[Collected data]
[START]
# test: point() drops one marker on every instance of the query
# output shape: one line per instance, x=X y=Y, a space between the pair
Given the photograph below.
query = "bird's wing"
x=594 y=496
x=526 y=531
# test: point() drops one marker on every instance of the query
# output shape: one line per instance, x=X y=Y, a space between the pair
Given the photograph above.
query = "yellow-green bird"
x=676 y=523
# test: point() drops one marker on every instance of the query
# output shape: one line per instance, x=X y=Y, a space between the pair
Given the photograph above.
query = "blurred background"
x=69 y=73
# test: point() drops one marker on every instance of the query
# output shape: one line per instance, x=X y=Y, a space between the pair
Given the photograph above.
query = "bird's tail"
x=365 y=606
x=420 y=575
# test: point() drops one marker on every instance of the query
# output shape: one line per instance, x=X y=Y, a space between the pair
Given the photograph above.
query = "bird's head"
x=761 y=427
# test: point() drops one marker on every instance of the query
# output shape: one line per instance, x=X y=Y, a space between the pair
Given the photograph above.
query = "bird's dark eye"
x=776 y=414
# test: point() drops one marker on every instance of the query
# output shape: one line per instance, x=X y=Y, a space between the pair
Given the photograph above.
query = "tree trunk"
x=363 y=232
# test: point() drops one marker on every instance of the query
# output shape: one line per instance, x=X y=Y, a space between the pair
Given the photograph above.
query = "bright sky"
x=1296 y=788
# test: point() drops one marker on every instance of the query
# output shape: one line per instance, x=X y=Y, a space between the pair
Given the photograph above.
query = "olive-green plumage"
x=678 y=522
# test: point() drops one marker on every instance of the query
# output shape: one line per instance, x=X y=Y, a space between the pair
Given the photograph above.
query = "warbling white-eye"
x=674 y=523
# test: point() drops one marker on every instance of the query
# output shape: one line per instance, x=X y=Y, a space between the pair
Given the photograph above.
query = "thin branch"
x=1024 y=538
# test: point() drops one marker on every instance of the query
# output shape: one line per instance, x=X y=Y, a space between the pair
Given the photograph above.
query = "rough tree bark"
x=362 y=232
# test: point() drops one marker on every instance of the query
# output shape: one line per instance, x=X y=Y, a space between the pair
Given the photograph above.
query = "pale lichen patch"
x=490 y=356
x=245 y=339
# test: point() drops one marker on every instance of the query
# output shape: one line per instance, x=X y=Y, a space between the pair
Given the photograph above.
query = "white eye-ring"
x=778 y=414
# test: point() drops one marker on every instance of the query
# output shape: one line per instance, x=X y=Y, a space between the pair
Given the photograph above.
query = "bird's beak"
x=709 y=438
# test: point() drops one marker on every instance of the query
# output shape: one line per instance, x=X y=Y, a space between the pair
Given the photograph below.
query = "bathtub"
[END]
Convert all the entries above into a JSON list of strings, one string per line, with blank lines left out.

### RESPONSE BELOW
[
  "# test: point() drops one marker on every instance of the query",
  "# output shape: one line per instance, x=X y=Y, a space between the pair",
  "Given the photograph below.",
  "query = \"bird's wing\"",
  "x=594 y=496",
  "x=526 y=531",
  "# test: point() drops one marker on every instance of the query",
  "# output shape: one line per instance, x=X y=Y, a space between the pair",
  "Given the photograph above.",
  "query = \"yellow-green bird\"",
  "x=676 y=523",
  "# test: point() drops one marker on every instance of the query",
  "# output shape: one line per instance, x=X y=Y, a space between the pair",
  "Given the photograph above.",
  "query = \"blurred background\"",
  "x=69 y=73",
  "# test: point() drops one marker on every instance of the query",
  "# output shape: one line per instance, x=X y=Y, a space between the pair",
  "Given the photograph above.",
  "query = \"bird's tail\"",
  "x=365 y=606",
  "x=420 y=575",
  "# test: point() drops one marker on every instance of the query",
  "# output shape: one line per instance, x=X y=Y, a space between the pair",
  "Given the photograph above.",
  "query = \"bird's head\"",
  "x=761 y=427",
  "# test: point() drops one marker on every instance of the query",
  "# output shape: one line per instance, x=X y=Y, a space between the pair",
  "Given the photograph above.",
  "query = \"bird's dark eye\"",
  "x=776 y=414",
  "# test: point() drops one marker on every instance of the query",
  "# output shape: one line per instance, x=X y=Y, a space between the pair",
  "Given the photograph above.",
  "query = \"tree trunk\"",
  "x=363 y=232",
  "# test: point() drops one marker on every instance of the query",
  "# output shape: one line per instance, x=X y=Y, a space between the pair",
  "Given the photograph above.",
  "query = \"bright sky\"",
  "x=1296 y=788",
  "# test: point() drops one marker on every instance of the query",
  "# output shape: one line per instance, x=X y=Y, a space between the pair",
  "Given the photograph above.",
  "query = \"olive-green plumage\"",
  "x=678 y=522",
  "# test: point() drops one marker on every instance of the query",
  "# output shape: one line per instance, x=X y=Y, a space between the pair",
  "Given the photograph above.",
  "query = \"warbling white-eye\"",
  "x=674 y=523",
  "# test: point() drops one marker on every instance of the query",
  "# output shape: one line per instance, x=X y=Y, a space between the pair",
  "Given the photograph above.",
  "query = \"thin branch\"",
  "x=1024 y=538",
  "# test: point() drops one marker on every instance of the query",
  "# output shape: one line per instance, x=X y=Y, a space between the pair",
  "Given the photograph above.",
  "query = \"rough tree bark\"",
  "x=362 y=232",
  "# test: point() drops one marker on every instance of the query",
  "# output shape: one line per instance, x=X y=Y, a space between the pair",
  "Given the photograph above.",
  "query = \"pale lichen patch\"",
  "x=490 y=356",
  "x=245 y=339",
  "# test: point() drops one marker on every instance of the query",
  "# output shape: one line per instance, x=X y=Y, a space between the pair",
  "Given the photograph above.",
  "query = \"white eye-ring\"",
  "x=778 y=414",
  "# test: point() drops one marker on every instance of the query",
  "# output shape: one line per instance, x=X y=Y, a space between the pair",
  "Given the photograph above.",
  "query = \"bird's beak\"",
  "x=709 y=438",
  "# test: point() drops one marker on every instance of the query",
  "# output shape: one line per instance, x=X y=Y, a space between the pair",
  "Given the photograph below.",
  "query = \"bathtub\""
]